▶ **What the exercise asks**: Look for the word "ground" in the entries and copy every line where it shows up.
** Opening Task material block **
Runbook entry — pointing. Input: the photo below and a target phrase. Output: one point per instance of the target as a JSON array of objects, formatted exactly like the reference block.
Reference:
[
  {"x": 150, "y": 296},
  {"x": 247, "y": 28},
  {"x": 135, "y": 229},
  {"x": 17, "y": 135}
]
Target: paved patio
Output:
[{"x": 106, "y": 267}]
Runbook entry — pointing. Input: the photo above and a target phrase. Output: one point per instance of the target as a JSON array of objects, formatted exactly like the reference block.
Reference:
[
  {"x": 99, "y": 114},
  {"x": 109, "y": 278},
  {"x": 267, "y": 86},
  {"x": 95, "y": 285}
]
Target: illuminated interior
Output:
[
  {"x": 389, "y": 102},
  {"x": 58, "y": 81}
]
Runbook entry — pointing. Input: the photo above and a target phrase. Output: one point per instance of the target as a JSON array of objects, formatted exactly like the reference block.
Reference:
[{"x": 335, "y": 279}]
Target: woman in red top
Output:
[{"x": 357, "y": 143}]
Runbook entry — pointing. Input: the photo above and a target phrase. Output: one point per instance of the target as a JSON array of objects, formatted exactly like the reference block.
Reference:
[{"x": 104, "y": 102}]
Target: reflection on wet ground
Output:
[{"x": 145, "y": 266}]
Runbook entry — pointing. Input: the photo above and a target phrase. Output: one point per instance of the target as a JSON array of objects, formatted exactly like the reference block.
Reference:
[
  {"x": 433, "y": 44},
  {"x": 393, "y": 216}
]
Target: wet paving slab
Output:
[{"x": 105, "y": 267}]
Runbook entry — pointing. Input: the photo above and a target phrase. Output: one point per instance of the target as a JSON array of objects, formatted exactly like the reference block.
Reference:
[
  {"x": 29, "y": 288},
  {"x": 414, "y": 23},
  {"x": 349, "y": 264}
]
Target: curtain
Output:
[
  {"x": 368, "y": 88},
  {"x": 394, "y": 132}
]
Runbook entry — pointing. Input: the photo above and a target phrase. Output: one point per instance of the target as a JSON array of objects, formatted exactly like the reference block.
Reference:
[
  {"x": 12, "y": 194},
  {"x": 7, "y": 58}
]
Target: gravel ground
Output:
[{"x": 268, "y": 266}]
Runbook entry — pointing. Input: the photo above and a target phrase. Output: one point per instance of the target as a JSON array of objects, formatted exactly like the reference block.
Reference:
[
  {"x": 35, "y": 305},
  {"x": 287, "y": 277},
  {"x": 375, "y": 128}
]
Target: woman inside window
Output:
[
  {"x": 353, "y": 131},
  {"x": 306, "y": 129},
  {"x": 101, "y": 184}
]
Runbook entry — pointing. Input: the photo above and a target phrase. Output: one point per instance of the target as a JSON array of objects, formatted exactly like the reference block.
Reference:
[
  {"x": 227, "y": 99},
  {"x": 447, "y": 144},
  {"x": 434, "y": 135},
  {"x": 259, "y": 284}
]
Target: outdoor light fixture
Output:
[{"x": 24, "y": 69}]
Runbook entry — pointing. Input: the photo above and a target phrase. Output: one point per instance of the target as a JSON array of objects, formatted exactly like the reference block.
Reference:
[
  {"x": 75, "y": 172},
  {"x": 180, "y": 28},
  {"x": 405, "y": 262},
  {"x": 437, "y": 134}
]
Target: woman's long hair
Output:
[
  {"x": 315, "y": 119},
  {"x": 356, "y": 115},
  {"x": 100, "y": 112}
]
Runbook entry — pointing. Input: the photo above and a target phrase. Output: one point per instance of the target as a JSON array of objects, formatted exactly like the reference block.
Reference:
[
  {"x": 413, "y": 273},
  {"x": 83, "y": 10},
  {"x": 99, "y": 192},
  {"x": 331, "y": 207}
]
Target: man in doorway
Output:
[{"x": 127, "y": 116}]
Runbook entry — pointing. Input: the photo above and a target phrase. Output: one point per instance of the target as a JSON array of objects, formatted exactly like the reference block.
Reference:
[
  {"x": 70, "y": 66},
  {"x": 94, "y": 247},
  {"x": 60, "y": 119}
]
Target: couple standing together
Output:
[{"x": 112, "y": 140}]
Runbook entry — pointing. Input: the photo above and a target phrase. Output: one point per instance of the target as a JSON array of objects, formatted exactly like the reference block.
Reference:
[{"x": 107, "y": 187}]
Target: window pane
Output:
** Closing Task material block **
▶ **Written reply**:
Target: reflection on wet ground
Target: gravel ground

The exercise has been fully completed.